▶ Your instructions:
Some lines below hold "order". Pick them out and copy them.

Dataset records:
::::::::::

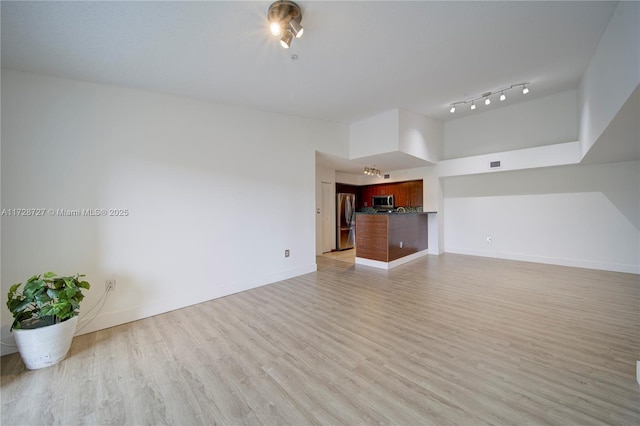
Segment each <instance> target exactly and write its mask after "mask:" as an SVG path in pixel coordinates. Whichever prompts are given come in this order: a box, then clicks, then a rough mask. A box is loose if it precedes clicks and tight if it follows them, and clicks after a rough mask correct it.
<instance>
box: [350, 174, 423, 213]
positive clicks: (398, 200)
mask: <svg viewBox="0 0 640 426" xmlns="http://www.w3.org/2000/svg"><path fill="white" fill-rule="evenodd" d="M422 188H423V183H422V180H412V181H407V182H393V183H380V184H377V185H365V186H360V187H358V194H357V196H356V207H357V208H362V207H371V197H373V196H374V195H393V196H394V202H395V205H396V207H419V206H422Z"/></svg>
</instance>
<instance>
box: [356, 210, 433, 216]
mask: <svg viewBox="0 0 640 426" xmlns="http://www.w3.org/2000/svg"><path fill="white" fill-rule="evenodd" d="M429 213H431V214H433V213H438V212H437V211H428V212H404V213H403V212H396V211H393V212H356V214H357V215H358V214H371V215H382V216H384V215H390V214H391V215H394V214H429Z"/></svg>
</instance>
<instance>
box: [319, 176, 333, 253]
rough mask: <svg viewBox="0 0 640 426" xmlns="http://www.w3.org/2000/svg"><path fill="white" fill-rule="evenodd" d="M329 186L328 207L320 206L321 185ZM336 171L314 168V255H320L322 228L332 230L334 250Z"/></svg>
mask: <svg viewBox="0 0 640 426" xmlns="http://www.w3.org/2000/svg"><path fill="white" fill-rule="evenodd" d="M323 184H329V185H330V188H331V202H330V203H329V205H328V206H323V205H322V185H323ZM335 194H336V171H335V170H333V169H327V168H325V167H316V255H318V256H319V255H321V254H322V253H323V250H322V233H323V232H324V227H325V226H327V227H330V228H331V229H332V230H334V231H333V232H332V238H331V249H332V250H334V249H335V248H336V231H335V229H336V214H335V212H336V195H335Z"/></svg>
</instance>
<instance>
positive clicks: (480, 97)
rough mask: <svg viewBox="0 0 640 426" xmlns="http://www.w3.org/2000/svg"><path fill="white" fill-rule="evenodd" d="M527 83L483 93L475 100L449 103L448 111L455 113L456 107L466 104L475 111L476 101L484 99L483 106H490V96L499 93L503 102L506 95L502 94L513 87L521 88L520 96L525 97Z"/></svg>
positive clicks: (526, 89) (506, 91)
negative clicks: (521, 87) (456, 106)
mask: <svg viewBox="0 0 640 426" xmlns="http://www.w3.org/2000/svg"><path fill="white" fill-rule="evenodd" d="M528 84H529V83H517V84H512V85H511V86H509V87H505V88H503V89H498V90H494V91H493V92H485V93H483V94H482V95H480V96H476V97H475V98H472V99H467V100H464V101H458V102H453V103H450V104H449V105H450V106H451V108H450V109H449V112H450V113H452V114H453V113H454V112H456V105H466V104H471V109H472V110H474V109H476V101H479V100H481V99H484V104H485V105H490V104H491V99H490V98H489V97H490V96H491V95H494V94H497V93H500V100H501V101H504V100H506V99H507V95H505V94H504V92H507V91H509V90H511V89H513V88H514V87H522V94H523V95H526V94H527V93H529V88H528V87H527V85H528Z"/></svg>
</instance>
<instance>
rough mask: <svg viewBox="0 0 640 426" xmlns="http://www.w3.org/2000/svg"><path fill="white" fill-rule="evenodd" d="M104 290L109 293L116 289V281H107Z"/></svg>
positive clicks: (113, 280)
mask: <svg viewBox="0 0 640 426" xmlns="http://www.w3.org/2000/svg"><path fill="white" fill-rule="evenodd" d="M104 289H105V290H107V291H111V290H115V289H116V280H106V281H105V282H104Z"/></svg>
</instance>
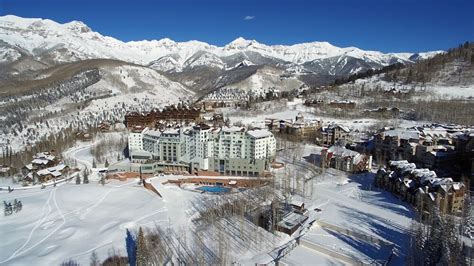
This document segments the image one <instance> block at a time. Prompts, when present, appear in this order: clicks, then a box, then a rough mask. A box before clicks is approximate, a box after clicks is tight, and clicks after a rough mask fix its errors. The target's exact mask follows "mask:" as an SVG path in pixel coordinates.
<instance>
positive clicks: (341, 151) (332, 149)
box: [328, 145, 360, 157]
mask: <svg viewBox="0 0 474 266" xmlns="http://www.w3.org/2000/svg"><path fill="white" fill-rule="evenodd" d="M328 153H332V154H334V155H337V156H341V157H356V156H358V155H360V153H358V152H356V151H352V150H348V149H346V148H344V147H341V146H337V145H334V146H331V147H329V149H328Z"/></svg>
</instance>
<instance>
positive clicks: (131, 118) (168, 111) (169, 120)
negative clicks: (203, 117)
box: [125, 104, 203, 129]
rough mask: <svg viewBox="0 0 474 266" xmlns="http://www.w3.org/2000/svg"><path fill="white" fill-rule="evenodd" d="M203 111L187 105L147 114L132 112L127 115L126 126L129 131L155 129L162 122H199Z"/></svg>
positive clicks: (126, 118) (186, 122)
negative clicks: (155, 127)
mask: <svg viewBox="0 0 474 266" xmlns="http://www.w3.org/2000/svg"><path fill="white" fill-rule="evenodd" d="M202 115H203V110H202V109H200V108H197V107H194V106H188V105H185V104H178V105H170V106H166V107H165V108H163V109H162V110H158V109H155V110H152V111H150V112H147V113H138V112H132V113H128V114H126V115H125V125H126V126H127V128H129V129H133V128H134V127H137V126H138V127H143V128H145V127H150V128H155V127H157V124H158V123H160V122H186V123H191V122H195V123H197V122H199V121H201V119H202Z"/></svg>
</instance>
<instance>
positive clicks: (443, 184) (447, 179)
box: [375, 160, 467, 218]
mask: <svg viewBox="0 0 474 266" xmlns="http://www.w3.org/2000/svg"><path fill="white" fill-rule="evenodd" d="M375 185H376V186H377V187H379V188H383V189H385V190H388V191H390V192H392V193H393V194H395V195H397V196H398V197H399V198H400V199H402V200H404V201H406V202H408V203H410V204H412V205H413V206H414V207H415V208H416V209H417V210H418V211H419V213H420V214H422V216H423V218H427V217H429V216H430V215H431V213H432V212H433V210H434V208H438V210H439V212H440V213H442V214H454V215H459V214H461V213H462V211H463V207H464V198H465V195H466V191H467V187H466V186H465V184H464V183H462V182H453V179H452V178H441V177H438V176H437V175H436V173H435V172H434V171H431V170H429V169H427V168H417V167H416V165H415V164H414V163H409V162H408V161H406V160H401V161H390V162H389V165H388V169H385V168H381V169H379V170H378V171H377V174H376V178H375Z"/></svg>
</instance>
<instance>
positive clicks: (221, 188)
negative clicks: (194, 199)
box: [197, 186, 230, 193]
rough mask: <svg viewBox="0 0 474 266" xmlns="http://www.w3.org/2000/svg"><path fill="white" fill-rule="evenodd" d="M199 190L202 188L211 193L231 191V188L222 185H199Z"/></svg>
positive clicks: (227, 191)
mask: <svg viewBox="0 0 474 266" xmlns="http://www.w3.org/2000/svg"><path fill="white" fill-rule="evenodd" d="M197 190H201V191H204V192H211V193H227V192H230V189H229V188H226V187H221V186H202V187H198V188H197Z"/></svg>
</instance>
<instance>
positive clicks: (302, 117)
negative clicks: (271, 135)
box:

::::::::::

▶ Answer area:
Segment each <instance> target exactly and write its mask after "mask:" as an SVG path in pixel coordinates. Whichever prompts are given come in this order: a box, then clicks, then a rough mask. A box is loose if it precedes clicks and tight if it follows them, and clicks after a rough mask correct it.
This document segments the image one <instance> block at a time. Prompts, when present, appear in this order: clicks, then a box, then a rough mask. A box before clicks is approximate, a box after clicks is tight, and clicks after a rough mask fix its errors. The target's exact mask follows "mask:" as an SVG path in pixel coordinates.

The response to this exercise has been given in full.